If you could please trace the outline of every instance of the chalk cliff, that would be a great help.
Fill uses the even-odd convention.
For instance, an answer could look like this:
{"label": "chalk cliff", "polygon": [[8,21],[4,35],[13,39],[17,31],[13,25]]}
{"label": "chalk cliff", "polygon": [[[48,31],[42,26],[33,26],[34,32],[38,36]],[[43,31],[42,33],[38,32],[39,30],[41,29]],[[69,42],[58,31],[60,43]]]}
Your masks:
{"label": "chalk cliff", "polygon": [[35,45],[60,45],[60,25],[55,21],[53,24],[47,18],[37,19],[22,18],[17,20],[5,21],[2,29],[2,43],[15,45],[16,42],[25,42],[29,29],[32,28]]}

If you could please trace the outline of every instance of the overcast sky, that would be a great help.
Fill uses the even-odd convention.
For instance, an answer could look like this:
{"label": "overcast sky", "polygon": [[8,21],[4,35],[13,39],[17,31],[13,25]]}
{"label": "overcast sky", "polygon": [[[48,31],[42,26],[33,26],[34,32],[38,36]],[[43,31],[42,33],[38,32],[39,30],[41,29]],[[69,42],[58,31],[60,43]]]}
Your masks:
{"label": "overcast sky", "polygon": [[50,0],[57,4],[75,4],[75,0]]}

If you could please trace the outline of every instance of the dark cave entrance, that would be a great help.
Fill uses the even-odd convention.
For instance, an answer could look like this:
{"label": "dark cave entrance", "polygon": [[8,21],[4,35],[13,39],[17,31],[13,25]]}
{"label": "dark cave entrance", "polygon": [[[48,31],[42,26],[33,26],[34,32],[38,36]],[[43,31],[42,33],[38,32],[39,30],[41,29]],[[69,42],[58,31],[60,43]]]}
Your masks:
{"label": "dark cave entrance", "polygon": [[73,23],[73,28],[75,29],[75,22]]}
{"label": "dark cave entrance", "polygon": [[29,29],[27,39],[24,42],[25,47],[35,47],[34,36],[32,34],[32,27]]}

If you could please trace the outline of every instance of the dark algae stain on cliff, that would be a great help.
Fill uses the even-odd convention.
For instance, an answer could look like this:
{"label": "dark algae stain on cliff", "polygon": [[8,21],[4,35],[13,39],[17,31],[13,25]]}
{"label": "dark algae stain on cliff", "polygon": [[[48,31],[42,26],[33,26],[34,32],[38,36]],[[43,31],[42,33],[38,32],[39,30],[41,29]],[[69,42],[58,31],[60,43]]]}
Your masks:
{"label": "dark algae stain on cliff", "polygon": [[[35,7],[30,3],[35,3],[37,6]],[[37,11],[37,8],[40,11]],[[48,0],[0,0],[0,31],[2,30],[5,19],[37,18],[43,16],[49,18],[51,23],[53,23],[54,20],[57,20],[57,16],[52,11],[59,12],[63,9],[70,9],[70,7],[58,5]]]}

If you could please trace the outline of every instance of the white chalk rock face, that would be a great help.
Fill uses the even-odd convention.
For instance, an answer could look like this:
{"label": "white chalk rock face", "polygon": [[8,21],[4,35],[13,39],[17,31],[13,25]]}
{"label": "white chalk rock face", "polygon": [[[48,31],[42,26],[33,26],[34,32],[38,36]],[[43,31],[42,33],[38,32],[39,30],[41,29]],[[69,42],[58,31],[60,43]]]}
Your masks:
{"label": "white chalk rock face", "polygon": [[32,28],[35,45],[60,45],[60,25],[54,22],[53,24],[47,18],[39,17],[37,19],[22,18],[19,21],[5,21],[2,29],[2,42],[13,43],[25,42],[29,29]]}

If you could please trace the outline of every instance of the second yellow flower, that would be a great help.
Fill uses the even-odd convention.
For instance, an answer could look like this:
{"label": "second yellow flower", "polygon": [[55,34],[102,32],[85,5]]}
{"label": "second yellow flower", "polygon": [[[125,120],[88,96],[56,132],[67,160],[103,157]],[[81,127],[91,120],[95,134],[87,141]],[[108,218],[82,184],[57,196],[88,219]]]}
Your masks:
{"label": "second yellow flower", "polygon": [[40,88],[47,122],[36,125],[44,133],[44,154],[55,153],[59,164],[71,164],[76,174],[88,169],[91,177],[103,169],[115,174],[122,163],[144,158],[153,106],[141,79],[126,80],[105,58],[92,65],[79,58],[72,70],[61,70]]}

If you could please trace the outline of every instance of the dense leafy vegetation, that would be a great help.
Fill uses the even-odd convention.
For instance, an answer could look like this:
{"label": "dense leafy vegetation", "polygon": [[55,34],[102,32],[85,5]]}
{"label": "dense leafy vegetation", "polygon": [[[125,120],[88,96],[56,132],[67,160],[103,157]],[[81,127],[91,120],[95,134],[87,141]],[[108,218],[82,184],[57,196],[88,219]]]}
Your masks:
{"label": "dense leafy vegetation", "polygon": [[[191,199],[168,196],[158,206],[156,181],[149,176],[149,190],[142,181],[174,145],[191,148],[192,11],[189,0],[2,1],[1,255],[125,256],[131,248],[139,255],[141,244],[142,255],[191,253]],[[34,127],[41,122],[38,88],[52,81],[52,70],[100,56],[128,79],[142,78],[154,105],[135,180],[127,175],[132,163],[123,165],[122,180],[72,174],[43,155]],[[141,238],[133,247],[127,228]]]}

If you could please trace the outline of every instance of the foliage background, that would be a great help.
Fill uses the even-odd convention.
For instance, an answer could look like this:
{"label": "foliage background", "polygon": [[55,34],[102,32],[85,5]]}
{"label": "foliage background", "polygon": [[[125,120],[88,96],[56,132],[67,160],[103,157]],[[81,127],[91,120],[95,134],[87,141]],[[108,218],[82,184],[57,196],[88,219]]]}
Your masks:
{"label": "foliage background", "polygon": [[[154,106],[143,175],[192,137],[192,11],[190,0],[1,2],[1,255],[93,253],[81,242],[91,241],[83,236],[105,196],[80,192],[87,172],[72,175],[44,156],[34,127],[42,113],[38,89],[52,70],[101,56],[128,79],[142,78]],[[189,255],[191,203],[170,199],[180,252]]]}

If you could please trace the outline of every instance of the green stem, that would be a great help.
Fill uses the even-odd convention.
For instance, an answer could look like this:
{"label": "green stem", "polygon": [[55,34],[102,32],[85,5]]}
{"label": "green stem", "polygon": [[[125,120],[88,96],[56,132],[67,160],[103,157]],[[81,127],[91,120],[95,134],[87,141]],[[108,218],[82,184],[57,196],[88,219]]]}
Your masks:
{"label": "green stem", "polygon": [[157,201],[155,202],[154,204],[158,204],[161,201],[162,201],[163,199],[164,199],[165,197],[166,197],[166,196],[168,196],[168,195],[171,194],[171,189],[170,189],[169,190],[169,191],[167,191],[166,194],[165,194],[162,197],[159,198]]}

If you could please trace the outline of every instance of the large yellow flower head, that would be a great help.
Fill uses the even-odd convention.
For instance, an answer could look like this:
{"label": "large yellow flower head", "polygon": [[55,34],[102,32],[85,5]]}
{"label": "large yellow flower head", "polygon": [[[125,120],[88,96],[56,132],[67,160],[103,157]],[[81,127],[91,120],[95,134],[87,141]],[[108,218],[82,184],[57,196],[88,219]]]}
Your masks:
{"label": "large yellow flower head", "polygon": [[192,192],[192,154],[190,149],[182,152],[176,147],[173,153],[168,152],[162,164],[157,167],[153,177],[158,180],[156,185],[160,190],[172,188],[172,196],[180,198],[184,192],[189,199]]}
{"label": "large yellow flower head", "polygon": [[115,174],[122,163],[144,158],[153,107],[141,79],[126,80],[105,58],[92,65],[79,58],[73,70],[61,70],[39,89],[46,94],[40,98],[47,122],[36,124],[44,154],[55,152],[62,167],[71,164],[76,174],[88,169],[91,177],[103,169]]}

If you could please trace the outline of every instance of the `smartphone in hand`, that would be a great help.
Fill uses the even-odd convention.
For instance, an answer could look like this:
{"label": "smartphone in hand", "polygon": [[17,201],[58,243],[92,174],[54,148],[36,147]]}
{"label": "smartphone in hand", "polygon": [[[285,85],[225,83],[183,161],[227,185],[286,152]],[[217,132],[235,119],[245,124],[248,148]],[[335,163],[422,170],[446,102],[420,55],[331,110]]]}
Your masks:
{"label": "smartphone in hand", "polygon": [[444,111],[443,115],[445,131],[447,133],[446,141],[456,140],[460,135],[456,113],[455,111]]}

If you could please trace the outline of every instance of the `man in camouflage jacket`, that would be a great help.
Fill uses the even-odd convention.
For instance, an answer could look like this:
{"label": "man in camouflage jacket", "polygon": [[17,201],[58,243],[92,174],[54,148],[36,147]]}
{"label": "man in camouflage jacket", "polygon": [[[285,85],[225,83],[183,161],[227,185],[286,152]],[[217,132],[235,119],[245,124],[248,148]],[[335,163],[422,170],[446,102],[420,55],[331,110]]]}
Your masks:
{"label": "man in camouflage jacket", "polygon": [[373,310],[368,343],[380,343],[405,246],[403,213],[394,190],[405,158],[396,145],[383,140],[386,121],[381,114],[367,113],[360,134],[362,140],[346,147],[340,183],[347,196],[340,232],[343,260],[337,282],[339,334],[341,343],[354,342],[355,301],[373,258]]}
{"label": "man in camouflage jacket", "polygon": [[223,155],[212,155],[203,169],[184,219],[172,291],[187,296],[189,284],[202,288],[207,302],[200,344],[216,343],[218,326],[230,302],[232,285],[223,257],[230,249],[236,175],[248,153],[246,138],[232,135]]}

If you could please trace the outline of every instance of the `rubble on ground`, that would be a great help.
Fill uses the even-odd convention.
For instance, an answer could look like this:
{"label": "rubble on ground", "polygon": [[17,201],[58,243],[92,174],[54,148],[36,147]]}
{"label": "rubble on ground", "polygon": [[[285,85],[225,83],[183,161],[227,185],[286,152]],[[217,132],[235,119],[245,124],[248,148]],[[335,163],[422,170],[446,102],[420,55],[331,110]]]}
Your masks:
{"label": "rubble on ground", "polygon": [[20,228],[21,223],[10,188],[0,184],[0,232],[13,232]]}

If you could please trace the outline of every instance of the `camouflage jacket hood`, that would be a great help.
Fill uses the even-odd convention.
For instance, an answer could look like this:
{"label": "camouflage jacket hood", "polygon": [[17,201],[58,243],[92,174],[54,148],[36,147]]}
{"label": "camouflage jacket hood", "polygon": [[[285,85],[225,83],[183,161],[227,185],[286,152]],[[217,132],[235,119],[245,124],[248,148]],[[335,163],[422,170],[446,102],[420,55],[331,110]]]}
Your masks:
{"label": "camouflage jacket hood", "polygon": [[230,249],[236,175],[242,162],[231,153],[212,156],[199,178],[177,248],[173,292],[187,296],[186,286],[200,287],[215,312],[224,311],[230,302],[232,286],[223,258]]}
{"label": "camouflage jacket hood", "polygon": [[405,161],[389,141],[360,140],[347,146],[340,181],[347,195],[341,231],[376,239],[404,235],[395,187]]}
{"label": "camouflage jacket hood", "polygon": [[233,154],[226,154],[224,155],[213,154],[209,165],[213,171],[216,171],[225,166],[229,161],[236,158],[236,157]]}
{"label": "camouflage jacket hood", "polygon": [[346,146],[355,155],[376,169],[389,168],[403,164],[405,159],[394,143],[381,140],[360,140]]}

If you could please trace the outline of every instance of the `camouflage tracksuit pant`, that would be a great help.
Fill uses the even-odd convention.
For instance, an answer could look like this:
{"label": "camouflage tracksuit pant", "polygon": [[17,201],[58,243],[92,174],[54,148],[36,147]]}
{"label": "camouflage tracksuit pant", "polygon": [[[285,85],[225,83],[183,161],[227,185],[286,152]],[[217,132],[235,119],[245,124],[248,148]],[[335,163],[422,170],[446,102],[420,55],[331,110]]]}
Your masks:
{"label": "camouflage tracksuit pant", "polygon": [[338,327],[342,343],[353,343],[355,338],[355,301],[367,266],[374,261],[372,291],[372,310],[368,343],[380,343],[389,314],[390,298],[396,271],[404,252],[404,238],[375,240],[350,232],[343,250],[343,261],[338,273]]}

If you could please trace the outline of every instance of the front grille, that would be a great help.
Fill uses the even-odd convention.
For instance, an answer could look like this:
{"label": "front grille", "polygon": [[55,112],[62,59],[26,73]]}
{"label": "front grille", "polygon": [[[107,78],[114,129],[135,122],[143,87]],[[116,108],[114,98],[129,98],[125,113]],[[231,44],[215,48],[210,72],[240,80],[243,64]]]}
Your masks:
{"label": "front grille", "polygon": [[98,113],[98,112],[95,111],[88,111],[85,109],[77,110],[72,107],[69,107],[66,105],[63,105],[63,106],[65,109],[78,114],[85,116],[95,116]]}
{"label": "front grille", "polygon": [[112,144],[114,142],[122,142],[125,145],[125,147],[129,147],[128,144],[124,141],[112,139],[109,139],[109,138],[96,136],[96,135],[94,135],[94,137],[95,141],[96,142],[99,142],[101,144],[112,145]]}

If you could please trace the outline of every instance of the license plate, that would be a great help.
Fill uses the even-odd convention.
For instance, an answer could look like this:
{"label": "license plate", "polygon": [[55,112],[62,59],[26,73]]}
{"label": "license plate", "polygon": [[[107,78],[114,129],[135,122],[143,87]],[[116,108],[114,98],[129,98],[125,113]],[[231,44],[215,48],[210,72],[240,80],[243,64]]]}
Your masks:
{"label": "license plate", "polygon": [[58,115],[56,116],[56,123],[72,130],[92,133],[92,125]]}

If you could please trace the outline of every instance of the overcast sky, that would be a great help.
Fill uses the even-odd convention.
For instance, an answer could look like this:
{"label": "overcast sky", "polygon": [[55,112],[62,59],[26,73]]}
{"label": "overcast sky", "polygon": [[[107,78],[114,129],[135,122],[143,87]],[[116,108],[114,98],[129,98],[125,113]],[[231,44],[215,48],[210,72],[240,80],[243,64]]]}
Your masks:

*Aim*
Beginning at the line where "plate, that would be a great help." appears, extract each line through the end of the data above; keep them exact and include nothing else.

*Answer for this exercise*
If you could please trace the outline of every instance of the license plate, that would be a great help.
Fill uses the even-odd convention.
For instance, an answer could look like this:
{"label": "license plate", "polygon": [[55,112],[62,59],[26,73]]}
{"label": "license plate", "polygon": [[[107,78],[114,129],[135,122],[143,87]],[[116,108],[114,98],[129,98],[125,113]],[[231,44],[215,48],[210,72],[240,80],[243,64]]]}
Your masks:
{"label": "license plate", "polygon": [[58,115],[56,116],[56,123],[72,130],[92,133],[92,125]]}

If you could please trace the outline of every instance of the overcast sky, that would be a great help.
Fill uses the even-odd convention.
For instance, an answer could look like this:
{"label": "overcast sky", "polygon": [[55,112],[62,59],[26,73]]}
{"label": "overcast sky", "polygon": [[[107,78],[114,129],[135,122],[143,87]],[[116,108],[114,98],[129,98],[125,113]],[[231,44],[215,48],[210,72],[240,80],[243,64]]]}
Your masks:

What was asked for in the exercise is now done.